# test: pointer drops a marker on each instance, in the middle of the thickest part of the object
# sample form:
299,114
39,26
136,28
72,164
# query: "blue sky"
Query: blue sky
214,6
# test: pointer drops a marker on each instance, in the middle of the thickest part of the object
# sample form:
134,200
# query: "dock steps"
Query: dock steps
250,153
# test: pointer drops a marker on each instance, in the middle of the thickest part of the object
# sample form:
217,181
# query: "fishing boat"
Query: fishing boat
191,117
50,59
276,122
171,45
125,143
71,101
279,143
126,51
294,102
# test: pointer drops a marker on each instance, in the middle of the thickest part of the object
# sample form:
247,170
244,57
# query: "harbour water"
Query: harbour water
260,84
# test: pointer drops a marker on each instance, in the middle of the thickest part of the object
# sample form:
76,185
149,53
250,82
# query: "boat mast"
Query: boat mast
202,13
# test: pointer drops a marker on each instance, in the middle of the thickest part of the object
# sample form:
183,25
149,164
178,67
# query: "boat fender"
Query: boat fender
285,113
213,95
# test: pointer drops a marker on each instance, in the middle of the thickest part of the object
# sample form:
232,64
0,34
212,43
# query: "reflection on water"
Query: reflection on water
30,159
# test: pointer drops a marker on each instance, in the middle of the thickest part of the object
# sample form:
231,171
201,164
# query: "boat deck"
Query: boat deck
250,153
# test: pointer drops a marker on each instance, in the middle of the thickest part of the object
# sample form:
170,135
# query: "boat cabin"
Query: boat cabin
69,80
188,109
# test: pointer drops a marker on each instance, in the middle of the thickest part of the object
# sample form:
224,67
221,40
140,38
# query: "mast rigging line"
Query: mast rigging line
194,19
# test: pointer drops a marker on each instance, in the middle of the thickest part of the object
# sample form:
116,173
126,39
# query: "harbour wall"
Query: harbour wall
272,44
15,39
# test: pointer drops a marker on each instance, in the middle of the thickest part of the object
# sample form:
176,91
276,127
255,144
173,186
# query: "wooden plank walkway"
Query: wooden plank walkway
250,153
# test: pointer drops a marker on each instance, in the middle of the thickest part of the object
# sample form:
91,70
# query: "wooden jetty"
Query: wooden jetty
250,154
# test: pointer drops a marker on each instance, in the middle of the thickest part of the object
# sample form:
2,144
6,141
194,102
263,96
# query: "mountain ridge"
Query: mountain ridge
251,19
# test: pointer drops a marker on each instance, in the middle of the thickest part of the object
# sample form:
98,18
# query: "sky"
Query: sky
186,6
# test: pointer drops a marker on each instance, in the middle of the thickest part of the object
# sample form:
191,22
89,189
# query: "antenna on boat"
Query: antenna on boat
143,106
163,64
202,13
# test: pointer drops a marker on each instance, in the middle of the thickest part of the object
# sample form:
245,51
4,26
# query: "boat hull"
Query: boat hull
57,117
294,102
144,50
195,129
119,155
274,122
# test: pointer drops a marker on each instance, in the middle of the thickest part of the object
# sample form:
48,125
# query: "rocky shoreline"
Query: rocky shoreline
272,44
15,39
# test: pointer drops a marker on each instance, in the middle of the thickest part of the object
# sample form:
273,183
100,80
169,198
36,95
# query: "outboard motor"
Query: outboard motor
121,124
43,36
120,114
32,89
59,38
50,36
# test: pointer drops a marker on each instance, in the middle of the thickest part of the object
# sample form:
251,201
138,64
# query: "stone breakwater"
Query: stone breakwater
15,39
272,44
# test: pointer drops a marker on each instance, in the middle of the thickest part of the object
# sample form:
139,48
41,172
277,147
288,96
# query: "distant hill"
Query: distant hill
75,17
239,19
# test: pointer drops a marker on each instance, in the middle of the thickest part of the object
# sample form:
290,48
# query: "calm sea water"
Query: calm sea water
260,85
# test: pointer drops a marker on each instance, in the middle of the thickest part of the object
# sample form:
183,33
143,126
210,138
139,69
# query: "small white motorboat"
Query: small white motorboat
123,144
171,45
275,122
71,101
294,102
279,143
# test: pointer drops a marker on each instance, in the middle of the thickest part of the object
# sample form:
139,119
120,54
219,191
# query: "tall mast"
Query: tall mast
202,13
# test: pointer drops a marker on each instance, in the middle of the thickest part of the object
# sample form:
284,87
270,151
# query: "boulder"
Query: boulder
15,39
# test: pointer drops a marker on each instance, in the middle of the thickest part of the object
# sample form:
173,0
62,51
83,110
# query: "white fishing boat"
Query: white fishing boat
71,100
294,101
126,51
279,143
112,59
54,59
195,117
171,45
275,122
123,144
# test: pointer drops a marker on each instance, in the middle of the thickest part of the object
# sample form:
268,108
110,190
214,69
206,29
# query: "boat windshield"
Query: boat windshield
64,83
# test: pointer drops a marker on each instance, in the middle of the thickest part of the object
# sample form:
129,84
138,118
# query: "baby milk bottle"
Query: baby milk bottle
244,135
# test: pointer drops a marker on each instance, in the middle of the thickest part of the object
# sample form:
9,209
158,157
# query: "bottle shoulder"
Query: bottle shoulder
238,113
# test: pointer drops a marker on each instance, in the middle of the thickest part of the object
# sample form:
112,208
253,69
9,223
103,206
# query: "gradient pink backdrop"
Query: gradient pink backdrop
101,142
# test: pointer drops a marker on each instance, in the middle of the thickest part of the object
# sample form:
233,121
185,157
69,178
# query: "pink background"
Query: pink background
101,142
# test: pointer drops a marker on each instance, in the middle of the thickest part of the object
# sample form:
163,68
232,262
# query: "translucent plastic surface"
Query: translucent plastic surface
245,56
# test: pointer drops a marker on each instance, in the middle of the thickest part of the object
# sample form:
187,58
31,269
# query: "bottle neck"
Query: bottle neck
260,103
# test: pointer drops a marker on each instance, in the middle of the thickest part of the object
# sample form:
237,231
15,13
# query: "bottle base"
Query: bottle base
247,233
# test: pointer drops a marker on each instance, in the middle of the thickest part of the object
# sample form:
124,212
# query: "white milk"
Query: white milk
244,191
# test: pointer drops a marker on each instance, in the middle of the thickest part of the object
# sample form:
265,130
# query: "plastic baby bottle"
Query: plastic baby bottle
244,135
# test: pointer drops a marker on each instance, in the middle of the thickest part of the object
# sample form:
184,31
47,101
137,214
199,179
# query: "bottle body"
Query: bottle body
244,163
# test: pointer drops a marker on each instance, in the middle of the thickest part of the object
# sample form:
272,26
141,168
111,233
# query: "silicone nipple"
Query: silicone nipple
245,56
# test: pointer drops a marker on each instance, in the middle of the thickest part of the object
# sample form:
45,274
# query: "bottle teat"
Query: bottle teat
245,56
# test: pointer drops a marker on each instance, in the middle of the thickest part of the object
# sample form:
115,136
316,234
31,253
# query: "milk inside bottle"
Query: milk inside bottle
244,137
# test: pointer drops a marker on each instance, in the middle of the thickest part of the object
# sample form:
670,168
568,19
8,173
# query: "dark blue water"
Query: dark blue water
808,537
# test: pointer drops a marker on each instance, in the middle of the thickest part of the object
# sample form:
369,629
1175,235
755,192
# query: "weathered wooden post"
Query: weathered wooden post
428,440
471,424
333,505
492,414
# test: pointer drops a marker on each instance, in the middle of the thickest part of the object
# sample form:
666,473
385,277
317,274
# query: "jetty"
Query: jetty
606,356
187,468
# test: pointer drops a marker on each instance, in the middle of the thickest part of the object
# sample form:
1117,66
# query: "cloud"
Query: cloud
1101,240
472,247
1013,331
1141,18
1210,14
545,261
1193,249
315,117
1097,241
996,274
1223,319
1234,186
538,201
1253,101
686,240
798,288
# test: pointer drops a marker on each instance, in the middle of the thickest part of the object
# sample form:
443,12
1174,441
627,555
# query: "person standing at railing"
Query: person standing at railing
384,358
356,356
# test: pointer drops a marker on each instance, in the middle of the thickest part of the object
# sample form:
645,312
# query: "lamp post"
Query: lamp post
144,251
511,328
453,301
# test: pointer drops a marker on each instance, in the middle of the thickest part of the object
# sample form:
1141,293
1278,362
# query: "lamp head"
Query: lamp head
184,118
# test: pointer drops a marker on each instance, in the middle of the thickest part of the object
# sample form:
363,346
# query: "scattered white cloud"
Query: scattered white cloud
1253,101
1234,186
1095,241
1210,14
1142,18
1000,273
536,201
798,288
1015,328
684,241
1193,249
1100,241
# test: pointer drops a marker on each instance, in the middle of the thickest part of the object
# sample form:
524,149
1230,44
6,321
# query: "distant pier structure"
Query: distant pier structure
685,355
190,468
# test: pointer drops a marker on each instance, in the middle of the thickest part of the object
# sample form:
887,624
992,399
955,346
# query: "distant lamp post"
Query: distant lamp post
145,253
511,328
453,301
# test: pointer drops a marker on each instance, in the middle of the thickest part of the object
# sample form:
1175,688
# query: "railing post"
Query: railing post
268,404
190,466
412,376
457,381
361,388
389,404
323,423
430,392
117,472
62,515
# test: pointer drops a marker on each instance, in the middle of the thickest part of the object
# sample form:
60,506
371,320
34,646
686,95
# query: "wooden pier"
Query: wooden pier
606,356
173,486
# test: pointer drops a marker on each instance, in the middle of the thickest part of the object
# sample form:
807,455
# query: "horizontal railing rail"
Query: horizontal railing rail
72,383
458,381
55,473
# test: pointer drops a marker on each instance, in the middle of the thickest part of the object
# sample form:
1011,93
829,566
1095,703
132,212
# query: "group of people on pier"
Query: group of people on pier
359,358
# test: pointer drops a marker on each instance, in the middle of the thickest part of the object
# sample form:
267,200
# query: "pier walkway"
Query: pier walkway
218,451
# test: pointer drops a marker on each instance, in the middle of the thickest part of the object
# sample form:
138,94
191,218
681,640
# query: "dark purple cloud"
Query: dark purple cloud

# To do
Every line above with the word "purple" is to be copied out.

# Output below
# query: "dark purple cloud"
Query: dark purple cloud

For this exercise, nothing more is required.